-- Start --

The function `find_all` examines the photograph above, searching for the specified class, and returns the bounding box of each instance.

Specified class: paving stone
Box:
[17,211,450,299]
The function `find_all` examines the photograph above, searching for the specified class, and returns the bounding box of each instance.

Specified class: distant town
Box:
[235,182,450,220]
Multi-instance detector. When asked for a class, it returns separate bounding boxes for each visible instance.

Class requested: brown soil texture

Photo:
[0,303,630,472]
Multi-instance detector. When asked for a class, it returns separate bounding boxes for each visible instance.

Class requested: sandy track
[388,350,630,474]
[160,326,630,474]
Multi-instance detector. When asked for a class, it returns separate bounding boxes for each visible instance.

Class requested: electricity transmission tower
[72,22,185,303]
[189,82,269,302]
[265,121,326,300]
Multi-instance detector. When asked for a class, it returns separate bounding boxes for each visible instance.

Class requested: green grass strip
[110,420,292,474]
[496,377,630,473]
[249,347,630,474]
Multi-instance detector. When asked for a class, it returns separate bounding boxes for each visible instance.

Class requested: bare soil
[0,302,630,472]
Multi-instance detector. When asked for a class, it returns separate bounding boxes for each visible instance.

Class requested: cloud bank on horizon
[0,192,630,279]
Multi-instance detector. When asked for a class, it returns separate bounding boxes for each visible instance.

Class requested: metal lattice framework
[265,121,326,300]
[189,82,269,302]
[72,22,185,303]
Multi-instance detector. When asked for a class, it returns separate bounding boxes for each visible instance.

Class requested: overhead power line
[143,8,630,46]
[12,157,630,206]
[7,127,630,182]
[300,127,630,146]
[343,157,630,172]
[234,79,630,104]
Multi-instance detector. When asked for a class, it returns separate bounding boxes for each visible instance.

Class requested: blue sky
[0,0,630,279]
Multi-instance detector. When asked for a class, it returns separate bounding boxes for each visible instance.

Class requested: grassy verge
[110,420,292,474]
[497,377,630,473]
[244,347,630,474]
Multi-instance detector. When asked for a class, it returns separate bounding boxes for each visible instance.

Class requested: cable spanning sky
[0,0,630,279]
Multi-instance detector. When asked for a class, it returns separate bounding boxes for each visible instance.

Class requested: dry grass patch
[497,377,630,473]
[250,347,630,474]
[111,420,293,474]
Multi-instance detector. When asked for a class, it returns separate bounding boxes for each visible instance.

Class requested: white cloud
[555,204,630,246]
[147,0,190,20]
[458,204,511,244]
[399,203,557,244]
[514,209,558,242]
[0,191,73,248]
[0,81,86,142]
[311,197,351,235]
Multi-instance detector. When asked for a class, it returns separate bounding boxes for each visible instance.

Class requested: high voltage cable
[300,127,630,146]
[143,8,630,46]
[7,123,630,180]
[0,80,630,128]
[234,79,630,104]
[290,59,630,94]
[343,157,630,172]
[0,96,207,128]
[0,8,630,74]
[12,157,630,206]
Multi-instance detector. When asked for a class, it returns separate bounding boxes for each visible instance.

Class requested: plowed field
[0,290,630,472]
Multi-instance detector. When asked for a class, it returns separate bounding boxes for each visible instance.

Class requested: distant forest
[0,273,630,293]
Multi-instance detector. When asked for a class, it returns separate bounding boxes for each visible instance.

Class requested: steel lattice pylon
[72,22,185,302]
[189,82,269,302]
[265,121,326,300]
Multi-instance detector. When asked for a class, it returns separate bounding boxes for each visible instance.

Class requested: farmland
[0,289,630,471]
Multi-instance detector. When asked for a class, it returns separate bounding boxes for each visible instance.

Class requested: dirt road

-- End --

Pull out every line of the listing above that contains the word "distant", matching case exactly.

Specified class: distant town
Class requested: distant forest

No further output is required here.